Directions for this task:
The line containing "of the person" marks the start; return it and every line after it in the listing below, exactly, through the last.

Raw records:
• • • • • • •
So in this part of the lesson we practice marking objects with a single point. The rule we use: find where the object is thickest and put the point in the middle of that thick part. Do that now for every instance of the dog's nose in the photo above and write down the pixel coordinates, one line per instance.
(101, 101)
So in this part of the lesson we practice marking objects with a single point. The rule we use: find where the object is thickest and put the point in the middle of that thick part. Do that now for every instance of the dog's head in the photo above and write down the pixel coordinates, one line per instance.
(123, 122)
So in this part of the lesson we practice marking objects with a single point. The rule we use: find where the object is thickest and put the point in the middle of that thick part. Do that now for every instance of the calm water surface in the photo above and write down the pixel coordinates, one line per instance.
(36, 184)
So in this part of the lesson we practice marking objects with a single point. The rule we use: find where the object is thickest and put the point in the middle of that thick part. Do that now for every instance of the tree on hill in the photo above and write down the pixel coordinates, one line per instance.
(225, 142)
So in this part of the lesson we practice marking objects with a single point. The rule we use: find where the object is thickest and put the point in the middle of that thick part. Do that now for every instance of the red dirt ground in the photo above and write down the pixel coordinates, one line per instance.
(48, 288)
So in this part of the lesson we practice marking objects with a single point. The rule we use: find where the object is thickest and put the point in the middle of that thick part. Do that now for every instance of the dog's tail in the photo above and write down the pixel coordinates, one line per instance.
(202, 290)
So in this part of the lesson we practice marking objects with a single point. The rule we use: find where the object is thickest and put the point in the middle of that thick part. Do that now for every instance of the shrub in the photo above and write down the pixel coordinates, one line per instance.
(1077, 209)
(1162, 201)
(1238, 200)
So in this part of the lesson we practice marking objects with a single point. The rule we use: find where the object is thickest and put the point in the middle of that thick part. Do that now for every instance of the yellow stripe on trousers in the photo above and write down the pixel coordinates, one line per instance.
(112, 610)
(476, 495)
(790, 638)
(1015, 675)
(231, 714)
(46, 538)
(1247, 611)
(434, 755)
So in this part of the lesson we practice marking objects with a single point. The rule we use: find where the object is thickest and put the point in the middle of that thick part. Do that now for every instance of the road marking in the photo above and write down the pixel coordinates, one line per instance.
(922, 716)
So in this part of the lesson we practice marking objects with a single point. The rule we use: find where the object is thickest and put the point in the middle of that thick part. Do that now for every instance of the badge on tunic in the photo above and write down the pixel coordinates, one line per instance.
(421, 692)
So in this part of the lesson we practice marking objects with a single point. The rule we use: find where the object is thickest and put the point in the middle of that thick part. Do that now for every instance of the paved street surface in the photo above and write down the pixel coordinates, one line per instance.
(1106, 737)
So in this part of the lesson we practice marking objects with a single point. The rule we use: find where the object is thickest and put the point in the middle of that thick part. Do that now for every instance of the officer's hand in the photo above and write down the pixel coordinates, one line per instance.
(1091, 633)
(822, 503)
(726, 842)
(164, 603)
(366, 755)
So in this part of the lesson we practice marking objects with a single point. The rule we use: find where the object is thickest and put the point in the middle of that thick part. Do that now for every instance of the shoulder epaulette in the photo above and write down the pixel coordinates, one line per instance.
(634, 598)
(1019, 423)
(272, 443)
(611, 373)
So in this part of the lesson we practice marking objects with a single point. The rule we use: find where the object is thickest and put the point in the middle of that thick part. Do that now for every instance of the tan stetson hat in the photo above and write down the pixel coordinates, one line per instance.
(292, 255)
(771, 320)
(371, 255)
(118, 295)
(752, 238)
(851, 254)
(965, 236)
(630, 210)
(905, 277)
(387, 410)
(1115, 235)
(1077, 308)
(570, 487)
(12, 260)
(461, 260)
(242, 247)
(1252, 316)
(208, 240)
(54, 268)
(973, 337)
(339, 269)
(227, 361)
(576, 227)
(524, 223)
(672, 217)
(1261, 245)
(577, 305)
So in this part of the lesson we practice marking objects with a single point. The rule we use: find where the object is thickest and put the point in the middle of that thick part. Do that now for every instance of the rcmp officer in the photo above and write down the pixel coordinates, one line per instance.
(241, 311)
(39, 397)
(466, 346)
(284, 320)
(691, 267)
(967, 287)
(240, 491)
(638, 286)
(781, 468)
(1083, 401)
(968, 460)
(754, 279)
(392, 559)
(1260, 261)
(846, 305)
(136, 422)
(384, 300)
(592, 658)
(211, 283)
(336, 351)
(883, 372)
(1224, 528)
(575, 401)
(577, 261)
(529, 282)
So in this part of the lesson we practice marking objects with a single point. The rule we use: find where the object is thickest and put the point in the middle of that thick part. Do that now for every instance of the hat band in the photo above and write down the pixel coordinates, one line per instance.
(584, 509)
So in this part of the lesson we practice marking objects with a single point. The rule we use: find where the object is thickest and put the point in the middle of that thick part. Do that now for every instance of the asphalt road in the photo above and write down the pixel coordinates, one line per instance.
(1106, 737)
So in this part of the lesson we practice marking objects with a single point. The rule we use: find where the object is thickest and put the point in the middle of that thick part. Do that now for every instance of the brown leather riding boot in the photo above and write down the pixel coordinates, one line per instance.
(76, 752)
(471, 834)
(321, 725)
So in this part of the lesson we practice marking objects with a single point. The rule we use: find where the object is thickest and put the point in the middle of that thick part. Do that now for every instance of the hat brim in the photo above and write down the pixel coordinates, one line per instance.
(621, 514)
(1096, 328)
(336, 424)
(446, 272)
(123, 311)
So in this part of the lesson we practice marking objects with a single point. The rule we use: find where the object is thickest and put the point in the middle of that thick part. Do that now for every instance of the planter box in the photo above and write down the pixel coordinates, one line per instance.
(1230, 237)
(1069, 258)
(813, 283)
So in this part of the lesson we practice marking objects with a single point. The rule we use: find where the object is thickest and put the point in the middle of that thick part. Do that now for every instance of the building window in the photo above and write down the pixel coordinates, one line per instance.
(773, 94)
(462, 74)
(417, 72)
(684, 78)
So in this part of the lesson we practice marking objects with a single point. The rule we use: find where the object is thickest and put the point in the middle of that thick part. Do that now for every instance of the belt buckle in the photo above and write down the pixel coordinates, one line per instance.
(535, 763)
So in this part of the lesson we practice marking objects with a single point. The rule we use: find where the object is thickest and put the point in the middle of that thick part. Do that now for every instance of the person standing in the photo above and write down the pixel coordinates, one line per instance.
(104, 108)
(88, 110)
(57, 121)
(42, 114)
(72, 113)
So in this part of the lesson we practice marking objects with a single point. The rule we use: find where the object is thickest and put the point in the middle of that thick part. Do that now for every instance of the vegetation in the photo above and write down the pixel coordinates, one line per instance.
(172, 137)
• • • • • • •
Full answer:
So in this part of the lesson we practice marking objects with a single point. The rule we use: find where the object is thickest and put the point in the middle of that thick part. Do that now for every instance of the person standing in the photo above and write down the pixel coordinates, one line per instance.
(104, 108)
(88, 110)
(57, 121)
(42, 114)
(72, 113)
So in this part of the lesson we practice marking objects with a single point. The rule we use: find where the object is thickest and put the point in the middle of that thick part. Do that now for every instance of the vegetation in the photo above and write down the pixel coordinates, one line per instance.
(172, 137)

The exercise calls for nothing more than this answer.